Exercise aim: Each line below should be repeated exactly as it stands.

[Dataset records]
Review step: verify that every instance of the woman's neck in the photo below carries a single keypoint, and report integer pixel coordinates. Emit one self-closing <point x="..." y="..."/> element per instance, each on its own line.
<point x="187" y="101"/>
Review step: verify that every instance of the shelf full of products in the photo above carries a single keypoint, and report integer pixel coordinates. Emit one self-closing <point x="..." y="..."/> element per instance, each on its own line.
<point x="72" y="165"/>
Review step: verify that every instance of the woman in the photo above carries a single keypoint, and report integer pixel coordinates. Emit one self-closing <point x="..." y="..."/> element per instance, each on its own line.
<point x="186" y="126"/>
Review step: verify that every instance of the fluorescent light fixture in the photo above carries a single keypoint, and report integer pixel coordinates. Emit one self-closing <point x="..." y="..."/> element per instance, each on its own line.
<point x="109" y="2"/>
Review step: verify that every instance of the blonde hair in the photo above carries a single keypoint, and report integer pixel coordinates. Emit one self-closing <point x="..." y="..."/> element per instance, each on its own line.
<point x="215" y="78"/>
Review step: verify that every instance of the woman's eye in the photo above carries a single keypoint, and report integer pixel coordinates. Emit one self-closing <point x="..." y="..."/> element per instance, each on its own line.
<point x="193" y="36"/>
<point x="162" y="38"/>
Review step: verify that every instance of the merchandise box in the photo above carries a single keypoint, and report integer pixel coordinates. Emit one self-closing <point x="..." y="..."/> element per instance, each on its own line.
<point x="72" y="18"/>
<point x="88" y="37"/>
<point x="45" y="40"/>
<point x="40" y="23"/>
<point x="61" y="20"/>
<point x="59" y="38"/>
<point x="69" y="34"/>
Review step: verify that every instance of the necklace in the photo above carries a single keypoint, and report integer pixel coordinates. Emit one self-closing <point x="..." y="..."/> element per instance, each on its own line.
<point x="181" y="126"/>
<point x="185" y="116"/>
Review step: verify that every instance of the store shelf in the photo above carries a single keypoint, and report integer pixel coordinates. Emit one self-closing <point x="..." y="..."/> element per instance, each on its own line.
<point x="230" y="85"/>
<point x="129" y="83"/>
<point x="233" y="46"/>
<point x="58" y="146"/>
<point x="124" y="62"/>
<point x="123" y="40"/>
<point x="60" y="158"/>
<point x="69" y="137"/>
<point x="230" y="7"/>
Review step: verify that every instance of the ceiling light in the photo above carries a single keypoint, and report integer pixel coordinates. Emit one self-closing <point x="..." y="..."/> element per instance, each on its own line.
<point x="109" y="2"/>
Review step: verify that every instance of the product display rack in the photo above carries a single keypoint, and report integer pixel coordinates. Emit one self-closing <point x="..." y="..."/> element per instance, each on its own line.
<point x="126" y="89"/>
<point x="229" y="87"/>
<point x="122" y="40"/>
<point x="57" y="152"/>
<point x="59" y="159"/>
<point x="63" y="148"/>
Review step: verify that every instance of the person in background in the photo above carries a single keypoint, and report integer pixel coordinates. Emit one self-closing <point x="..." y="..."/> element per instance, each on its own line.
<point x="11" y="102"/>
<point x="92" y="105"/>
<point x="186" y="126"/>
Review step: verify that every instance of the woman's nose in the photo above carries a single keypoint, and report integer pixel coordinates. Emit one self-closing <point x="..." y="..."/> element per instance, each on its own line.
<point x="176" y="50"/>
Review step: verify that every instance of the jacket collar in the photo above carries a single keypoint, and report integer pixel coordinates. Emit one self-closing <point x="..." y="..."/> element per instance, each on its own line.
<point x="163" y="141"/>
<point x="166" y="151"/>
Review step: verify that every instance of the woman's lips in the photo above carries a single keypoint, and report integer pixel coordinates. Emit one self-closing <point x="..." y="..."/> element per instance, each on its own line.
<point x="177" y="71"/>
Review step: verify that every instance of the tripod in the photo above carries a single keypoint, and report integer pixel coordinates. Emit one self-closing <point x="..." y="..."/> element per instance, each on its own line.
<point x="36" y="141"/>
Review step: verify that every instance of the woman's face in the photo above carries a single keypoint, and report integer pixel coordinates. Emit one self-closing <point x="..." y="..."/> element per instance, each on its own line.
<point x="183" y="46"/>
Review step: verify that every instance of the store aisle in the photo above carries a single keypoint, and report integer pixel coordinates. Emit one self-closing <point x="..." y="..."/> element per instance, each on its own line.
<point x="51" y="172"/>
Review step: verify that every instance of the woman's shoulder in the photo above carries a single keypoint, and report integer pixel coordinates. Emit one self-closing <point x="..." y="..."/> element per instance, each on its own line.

Result for this exercise:
Review step: verify that every instance of the woman's neck in the photo below carries a single keypoint, and report integer pixel coordinates. Emit one self-closing <point x="..." y="..."/> element per instance, each on its own line.
<point x="187" y="101"/>
Review step: verify that every instance of the shelf full of products in the photo above carries a single keypoint, and report integer pixel coordinates. Emit one self-closing <point x="..." y="..."/> element per instance, each on its own line.
<point x="72" y="165"/>
Review step: verify that every instance of the woman in the photo above carries a single keypoint, and report integer pixel coordinates. Emit one self-closing <point x="..." y="..."/> element per instance, each on its own line.
<point x="186" y="126"/>
Review step: verify that every instance of the fluorescent light fixture in the photo above carries a single keypoint, and report integer pixel coordinates. Emit one self-closing <point x="..." y="..."/> element per instance, each on its own line.
<point x="109" y="2"/>
Review step: verify that every instance of the blonde hair in the photo above carries a single keypoint, and report integer pixel coordinates. Emit one self-closing <point x="..." y="..."/> element per instance, each on its own line.
<point x="215" y="78"/>
Review step: verify that every instance of the woman's eye in the photo above carries a single keypoint, and report integer pixel coordinates. Emit one self-closing <point x="..." y="..."/> element per instance, each on its own line.
<point x="193" y="36"/>
<point x="162" y="38"/>
Review step: verify that every instance of the merchandise box in the photo above carries a single keypoint, and report integer pixel coordinates. Emit one self-closing <point x="..." y="..."/> element per instance, each on its own line.
<point x="72" y="18"/>
<point x="88" y="37"/>
<point x="45" y="40"/>
<point x="40" y="23"/>
<point x="61" y="20"/>
<point x="59" y="38"/>
<point x="69" y="34"/>
Review step: verify that every instance of the necklace in the photo above carries a single keypoint, and report integer pixel coordinates. Emit one self-closing <point x="..." y="..."/> element per instance, each on its own line.
<point x="181" y="126"/>
<point x="185" y="116"/>
Review step: verify that every instance of the store shelf in the photo above carries a single keypoint, and report integer pixel coordinates. Emit one self-closing <point x="..." y="..."/> element per instance, each on its own line.
<point x="230" y="85"/>
<point x="129" y="83"/>
<point x="233" y="46"/>
<point x="58" y="146"/>
<point x="124" y="62"/>
<point x="123" y="40"/>
<point x="60" y="158"/>
<point x="69" y="137"/>
<point x="230" y="7"/>
Review step: verify that every instance of the ceiling light in the photo above carries a single keypoint, and report integer pixel coordinates. Emit one self-closing <point x="..." y="..."/> element per instance, each on its own line.
<point x="109" y="2"/>
Review step: verify that every instance of the product display rack in the photo above carries a single keypoint, and report integer pixel coordinates. Emit one self-closing <point x="..." y="..."/> element per instance, each on its own line.
<point x="126" y="89"/>
<point x="229" y="87"/>
<point x="122" y="40"/>
<point x="57" y="152"/>
<point x="59" y="159"/>
<point x="63" y="148"/>
Review step: verify that every instance of the person in background in the photo above carries a single keypoint, and report integer pixel coordinates. Emit one self-closing <point x="..." y="..."/> element per instance, each on its own line.
<point x="11" y="102"/>
<point x="92" y="105"/>
<point x="186" y="126"/>
Review step: verify that every instance of the woman's nose in the photo above carries a single keypoint, and report integer pixel coordinates. Emit one self-closing <point x="..." y="..."/> element per instance, each on its own line.
<point x="176" y="50"/>
Review step: verify that every instance of the jacket collar in the photo above carries a single keypoint, and report integer pixel coordinates. Emit one self-closing <point x="..." y="..."/> element per instance, each on its own line.
<point x="163" y="141"/>
<point x="166" y="151"/>
Review step: verify that every instance of the woman's lips in the photo above carries a single keypoint, and report integer pixel coordinates. Emit one self-closing <point x="..." y="..."/> element per instance, each on its own line.
<point x="177" y="71"/>
Review step: verify that every instance of the tripod in the photo above carries a single keypoint, and report integer pixel coordinates. Emit one self-closing <point x="..." y="..."/> element per instance, each on its own line.
<point x="36" y="141"/>
Review step: verify that every instance of the woman's face in the photo above carries a single keypoint, and report integer pixel coordinates. Emit one self-closing <point x="..." y="..."/> element per instance, each on its own line.
<point x="183" y="46"/>
Review step: verify that every instance of the store aisle in the photo above carries a single keypoint, and report integer pixel coordinates. Emit one self-closing <point x="..." y="..."/> element per instance, each on its own line.
<point x="51" y="172"/>
Review step: verify that every instance of the woman's shoulder in the photo above carries a single keypoint, and report integer pixel coordinates. Emit one self-closing <point x="..." y="..."/> element per instance, each on its own line.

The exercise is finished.